◆ **Exercise passage**
........

I remember seeing a photograph taken in a rural part of England way back in the mid-1800’s which depicted a very young man sitting down with a group of elderly men. He was reading aloud from a newspaper.
I would love to find a copy of same as it should be shown on some of the 'news blogs' proliferating on social media today.
Over to you, Ed.
Had a bit of a look, nothing doing. I reckon nine or ten hours of smart searching would get it - KJ
Posted by: Harry Topham | 13 May 2022 at 08:28 AM
In Lincoln’s time, messaging was limited to the telegraph and then horse and rider. The reach of news was largely confined to industrialised countries.
An event of significance happening in mid-19th century India might have appeared as a footnote in the London Times weeks after the event. Probably nobody in South America or South East Asia ever heard about it. Why should they? Events and impact were largely local.
Today almost every human being is plugged into the daily news cycle in one form or another and almost every portion of the planet, even the poles, is fodder for it.
While I doubt that the manipulation of voters by politicians has changed over the centuries, their ability to reach untold more people certainly has. Trump and Twitter.
And while the worst excesses of the politics of the past might have resulted in the deaths of a few hundred thousand (600,000 in the American Civil War 1861-1865), today we live with knowledge that a nuclear exchange could result in the deaths of many millions.
It is my assessment that the technological capabilities of humans has long surpassed our ability to control our impulses towards violence, greed and ego and the consequences of not doing so have become increasingly dire.
And if you look at the culprits, past and present behind these catastrophes, you would be challenged to find a woman amongst them. In light of our understanding of the pointless horror of war it seems inconceivable that today a European power would go to war with another over some perceived historical grievance.
More incredible still that the technique of the “Big Lie” used to chilling effect by the Nazi’s is still effective in Russia and across “democracies” that claim to cherish the truth and freedom.
But it is also true that truth is the enemy of the lie and in the case of politicians that apply this technique the greatest threat to them. Their survival is invariably dependent upon maintaining the lie that once exposed becomes the instrument of their downfall.

........

◆ **Material supplied**
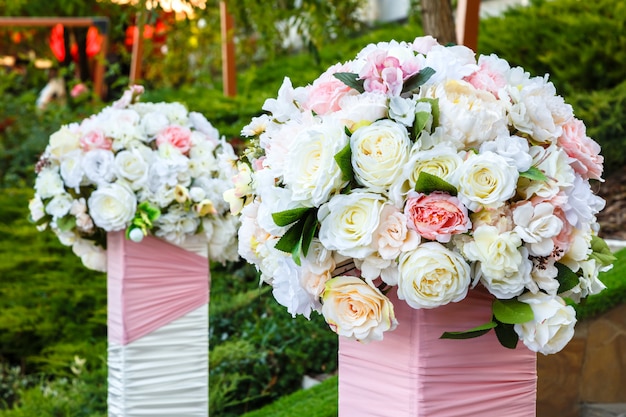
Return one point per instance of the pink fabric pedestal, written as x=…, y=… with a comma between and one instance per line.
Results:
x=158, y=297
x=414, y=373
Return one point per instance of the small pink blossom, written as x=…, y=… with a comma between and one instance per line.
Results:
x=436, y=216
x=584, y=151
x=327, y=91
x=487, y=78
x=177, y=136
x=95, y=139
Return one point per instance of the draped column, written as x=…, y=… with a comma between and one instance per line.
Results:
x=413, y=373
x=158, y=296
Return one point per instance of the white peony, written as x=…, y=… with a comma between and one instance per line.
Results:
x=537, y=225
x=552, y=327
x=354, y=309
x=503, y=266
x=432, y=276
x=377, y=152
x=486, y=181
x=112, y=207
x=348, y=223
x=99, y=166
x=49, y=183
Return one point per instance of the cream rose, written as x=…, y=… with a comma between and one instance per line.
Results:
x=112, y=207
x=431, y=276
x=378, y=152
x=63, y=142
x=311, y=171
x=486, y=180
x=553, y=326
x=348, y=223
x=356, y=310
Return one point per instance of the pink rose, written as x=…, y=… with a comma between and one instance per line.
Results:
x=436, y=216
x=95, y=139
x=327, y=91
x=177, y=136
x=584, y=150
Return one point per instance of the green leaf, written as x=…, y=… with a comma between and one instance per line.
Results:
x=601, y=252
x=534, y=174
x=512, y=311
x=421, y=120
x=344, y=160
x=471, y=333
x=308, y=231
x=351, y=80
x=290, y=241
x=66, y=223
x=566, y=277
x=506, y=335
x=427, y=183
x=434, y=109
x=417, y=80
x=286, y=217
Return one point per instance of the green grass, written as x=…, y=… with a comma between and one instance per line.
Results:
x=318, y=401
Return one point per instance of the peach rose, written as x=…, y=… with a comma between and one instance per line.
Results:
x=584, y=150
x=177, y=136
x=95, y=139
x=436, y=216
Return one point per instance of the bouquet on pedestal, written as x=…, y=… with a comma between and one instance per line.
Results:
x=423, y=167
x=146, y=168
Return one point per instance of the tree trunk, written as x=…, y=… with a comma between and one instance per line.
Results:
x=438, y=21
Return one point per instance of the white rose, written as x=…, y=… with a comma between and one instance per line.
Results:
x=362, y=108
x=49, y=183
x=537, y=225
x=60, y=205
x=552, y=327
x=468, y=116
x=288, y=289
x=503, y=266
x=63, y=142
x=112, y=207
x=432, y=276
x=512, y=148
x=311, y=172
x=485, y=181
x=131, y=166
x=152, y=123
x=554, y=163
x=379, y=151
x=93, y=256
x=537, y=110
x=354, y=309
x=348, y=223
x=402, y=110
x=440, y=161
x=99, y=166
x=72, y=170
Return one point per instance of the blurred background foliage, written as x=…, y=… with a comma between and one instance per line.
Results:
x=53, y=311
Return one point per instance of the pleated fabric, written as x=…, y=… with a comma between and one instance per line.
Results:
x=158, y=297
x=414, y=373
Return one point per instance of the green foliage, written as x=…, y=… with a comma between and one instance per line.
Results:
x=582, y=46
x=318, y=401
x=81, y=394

........

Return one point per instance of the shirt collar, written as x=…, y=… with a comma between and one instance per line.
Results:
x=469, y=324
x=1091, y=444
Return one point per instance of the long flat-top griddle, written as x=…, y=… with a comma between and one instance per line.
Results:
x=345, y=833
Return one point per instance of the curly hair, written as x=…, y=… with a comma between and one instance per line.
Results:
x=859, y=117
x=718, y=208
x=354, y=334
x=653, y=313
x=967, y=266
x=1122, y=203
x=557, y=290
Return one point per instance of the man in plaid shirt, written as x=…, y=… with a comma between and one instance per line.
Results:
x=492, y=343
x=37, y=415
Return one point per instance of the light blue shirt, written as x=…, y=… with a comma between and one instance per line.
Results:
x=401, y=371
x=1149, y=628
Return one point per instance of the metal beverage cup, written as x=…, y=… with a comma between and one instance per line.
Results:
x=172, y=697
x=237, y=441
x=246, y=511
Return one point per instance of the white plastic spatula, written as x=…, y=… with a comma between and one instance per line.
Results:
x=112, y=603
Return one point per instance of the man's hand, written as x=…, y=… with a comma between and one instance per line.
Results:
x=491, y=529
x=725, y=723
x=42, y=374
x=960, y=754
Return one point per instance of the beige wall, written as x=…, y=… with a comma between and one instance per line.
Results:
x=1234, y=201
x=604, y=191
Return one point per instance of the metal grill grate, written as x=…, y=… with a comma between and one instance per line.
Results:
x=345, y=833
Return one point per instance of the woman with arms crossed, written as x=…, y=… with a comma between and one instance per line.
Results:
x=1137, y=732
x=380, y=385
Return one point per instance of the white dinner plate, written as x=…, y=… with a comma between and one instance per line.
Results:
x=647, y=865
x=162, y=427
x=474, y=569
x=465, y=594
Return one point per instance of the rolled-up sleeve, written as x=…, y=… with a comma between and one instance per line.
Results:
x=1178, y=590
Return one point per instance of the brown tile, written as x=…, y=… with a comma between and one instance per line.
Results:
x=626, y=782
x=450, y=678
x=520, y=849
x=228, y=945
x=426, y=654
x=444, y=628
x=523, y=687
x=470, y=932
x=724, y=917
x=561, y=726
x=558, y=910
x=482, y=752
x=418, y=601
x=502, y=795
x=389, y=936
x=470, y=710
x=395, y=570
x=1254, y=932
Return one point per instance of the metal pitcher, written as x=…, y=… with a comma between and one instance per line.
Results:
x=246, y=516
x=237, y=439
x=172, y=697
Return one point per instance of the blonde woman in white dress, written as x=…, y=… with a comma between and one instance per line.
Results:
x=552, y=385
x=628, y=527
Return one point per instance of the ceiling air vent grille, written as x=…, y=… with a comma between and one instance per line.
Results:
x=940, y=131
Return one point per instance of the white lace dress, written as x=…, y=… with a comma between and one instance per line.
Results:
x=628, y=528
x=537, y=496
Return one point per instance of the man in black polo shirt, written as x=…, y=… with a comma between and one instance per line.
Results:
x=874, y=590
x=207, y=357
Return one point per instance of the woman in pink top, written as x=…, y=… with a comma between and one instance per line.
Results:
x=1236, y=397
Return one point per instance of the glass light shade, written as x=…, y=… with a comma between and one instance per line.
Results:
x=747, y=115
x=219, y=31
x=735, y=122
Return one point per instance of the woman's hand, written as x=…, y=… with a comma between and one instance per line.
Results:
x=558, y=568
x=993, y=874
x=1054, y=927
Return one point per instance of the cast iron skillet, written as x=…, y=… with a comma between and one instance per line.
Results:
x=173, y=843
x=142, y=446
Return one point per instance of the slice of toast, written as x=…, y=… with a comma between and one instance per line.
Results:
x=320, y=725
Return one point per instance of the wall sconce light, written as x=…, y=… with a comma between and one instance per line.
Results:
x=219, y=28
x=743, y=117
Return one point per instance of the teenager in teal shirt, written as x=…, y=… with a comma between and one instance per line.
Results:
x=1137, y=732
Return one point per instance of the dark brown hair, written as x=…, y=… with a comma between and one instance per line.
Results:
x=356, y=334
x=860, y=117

........

◆ **What you are asked to do**
Please list the impulses that the passage on news and politics says humans have not learned to control. The lines have nothing to do with the passage on news and politics.

◆ **Result**
Violence, greed, ego